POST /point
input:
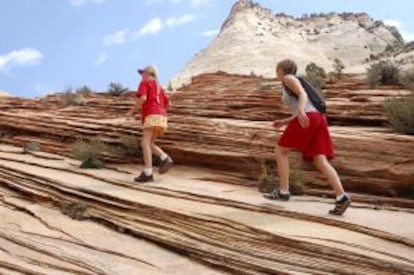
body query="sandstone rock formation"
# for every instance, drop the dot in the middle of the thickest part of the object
(58, 219)
(252, 39)
(205, 216)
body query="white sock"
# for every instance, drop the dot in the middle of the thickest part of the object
(340, 197)
(283, 192)
(163, 156)
(148, 171)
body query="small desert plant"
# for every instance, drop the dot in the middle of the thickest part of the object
(388, 48)
(407, 79)
(400, 113)
(170, 88)
(339, 67)
(70, 98)
(312, 68)
(32, 146)
(89, 153)
(383, 73)
(268, 177)
(116, 89)
(84, 91)
(74, 210)
(297, 174)
(316, 81)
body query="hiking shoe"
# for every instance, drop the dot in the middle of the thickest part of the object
(341, 206)
(276, 195)
(144, 178)
(165, 165)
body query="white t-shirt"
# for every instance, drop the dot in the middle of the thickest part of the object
(292, 102)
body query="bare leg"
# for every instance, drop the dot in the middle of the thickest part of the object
(146, 147)
(283, 167)
(323, 165)
(156, 150)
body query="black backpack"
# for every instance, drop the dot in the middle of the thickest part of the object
(312, 93)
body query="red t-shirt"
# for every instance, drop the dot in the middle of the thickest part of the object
(152, 106)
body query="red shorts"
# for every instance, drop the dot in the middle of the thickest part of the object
(312, 141)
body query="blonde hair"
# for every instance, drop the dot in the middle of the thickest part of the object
(288, 66)
(153, 72)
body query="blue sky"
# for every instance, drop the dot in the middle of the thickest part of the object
(48, 45)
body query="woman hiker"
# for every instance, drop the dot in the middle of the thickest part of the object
(153, 101)
(307, 132)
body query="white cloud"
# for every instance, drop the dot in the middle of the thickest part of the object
(408, 36)
(199, 3)
(210, 33)
(116, 38)
(23, 57)
(101, 59)
(153, 26)
(80, 3)
(156, 24)
(192, 3)
(42, 89)
(176, 21)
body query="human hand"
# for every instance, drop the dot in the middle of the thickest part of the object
(279, 123)
(303, 120)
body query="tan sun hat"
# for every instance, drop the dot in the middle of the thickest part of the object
(150, 70)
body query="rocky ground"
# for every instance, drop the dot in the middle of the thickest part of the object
(206, 216)
(254, 38)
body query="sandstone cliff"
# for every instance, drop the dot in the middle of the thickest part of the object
(252, 39)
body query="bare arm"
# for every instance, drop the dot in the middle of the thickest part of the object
(294, 85)
(138, 103)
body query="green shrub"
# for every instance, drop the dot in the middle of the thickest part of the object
(383, 73)
(339, 67)
(32, 146)
(68, 98)
(130, 146)
(389, 48)
(89, 153)
(170, 88)
(116, 89)
(268, 176)
(407, 79)
(312, 68)
(400, 113)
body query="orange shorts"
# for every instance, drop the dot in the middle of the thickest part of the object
(158, 123)
(312, 141)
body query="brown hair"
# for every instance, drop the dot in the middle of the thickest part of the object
(288, 66)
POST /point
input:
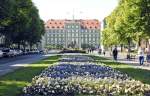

───

Work required - Which lines in the data above contain the string "shorts"? Copy every one of them, and treat uppercase and lowercase letters as distinct.

Completed exercise -
body query="red shorts"
body query="orange shorts"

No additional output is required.